Data START

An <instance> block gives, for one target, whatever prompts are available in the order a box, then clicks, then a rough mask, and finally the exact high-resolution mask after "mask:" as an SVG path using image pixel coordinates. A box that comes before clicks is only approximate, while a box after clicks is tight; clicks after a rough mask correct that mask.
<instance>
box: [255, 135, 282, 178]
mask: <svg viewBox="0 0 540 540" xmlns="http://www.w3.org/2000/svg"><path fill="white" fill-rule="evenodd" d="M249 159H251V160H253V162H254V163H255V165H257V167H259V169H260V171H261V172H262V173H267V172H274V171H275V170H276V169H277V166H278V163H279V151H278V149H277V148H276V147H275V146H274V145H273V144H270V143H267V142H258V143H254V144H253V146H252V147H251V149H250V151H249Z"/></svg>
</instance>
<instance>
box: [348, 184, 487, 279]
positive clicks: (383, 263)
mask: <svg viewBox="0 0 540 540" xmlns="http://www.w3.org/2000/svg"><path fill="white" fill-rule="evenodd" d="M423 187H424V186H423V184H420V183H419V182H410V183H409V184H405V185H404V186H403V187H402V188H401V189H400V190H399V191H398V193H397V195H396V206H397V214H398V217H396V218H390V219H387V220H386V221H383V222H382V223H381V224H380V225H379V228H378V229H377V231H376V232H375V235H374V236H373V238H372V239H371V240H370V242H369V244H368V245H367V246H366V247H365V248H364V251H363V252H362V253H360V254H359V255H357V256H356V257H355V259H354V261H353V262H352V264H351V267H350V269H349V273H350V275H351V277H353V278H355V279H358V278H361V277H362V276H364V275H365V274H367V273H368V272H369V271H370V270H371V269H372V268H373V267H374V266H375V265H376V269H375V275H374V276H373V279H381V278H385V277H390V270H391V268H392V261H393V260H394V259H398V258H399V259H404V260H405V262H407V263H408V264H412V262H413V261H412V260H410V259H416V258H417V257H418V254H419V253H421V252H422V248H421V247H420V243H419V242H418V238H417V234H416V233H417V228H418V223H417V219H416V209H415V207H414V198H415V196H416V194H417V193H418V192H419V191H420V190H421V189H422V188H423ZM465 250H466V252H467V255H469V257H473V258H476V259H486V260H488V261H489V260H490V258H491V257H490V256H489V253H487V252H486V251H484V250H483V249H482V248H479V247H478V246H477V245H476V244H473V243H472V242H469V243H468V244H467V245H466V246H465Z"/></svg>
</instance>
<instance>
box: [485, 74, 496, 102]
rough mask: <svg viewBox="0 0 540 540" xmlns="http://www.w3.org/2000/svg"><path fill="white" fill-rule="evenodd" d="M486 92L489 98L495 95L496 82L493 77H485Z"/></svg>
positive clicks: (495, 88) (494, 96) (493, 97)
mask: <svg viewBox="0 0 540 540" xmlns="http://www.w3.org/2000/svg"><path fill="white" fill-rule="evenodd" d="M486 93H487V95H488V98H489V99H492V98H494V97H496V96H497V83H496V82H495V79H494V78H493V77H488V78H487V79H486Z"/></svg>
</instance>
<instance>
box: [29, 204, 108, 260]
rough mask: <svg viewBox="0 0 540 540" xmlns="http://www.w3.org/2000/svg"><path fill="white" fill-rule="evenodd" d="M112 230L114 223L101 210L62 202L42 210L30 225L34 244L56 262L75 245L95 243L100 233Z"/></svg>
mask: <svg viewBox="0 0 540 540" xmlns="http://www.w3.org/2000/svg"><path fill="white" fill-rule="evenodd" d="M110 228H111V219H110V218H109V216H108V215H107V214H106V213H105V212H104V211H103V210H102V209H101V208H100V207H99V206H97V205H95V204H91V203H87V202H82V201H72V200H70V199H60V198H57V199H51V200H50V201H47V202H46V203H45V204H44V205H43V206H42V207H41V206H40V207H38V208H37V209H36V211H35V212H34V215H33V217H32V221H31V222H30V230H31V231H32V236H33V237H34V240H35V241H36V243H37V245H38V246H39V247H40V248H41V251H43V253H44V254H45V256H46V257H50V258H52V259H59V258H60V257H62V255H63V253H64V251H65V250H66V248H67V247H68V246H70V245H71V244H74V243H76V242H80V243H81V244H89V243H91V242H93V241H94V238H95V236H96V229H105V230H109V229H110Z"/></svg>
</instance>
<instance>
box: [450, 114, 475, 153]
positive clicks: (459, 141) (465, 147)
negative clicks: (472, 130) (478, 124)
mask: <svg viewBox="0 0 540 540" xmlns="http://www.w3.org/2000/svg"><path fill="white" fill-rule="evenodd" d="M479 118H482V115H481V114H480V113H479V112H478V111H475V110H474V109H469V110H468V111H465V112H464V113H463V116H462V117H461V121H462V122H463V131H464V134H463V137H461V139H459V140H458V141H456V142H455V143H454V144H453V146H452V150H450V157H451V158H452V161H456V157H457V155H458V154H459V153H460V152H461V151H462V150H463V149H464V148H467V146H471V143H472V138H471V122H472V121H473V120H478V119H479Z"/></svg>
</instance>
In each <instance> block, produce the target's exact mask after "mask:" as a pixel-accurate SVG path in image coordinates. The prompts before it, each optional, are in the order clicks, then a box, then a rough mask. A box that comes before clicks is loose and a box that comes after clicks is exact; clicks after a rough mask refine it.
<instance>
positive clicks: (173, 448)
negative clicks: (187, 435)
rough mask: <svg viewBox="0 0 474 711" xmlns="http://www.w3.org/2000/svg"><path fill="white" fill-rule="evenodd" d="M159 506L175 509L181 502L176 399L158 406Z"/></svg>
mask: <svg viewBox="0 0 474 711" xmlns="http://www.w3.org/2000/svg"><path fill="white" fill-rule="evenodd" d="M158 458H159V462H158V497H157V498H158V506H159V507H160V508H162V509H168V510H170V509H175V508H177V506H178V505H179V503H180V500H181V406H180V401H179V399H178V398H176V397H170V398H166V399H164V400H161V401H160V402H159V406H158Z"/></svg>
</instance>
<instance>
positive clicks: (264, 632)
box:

Data END

▶ _What is required_
Duplicate the items verbatim, from the very first line up to and including the line containing "box: [255, 135, 282, 178]".

▶ _Exercise output_
An <instance> block gives, for one target, whatever prompts are available in the order a box, then clicks, then a rough mask, and finally the exact high-resolution mask after "mask:" as an SVG path using image pixel coordinates. A box that comes before clicks is only approximate, while a box after clicks is tight; clicks after a rough mask correct that mask.
<instance>
box: [255, 135, 282, 178]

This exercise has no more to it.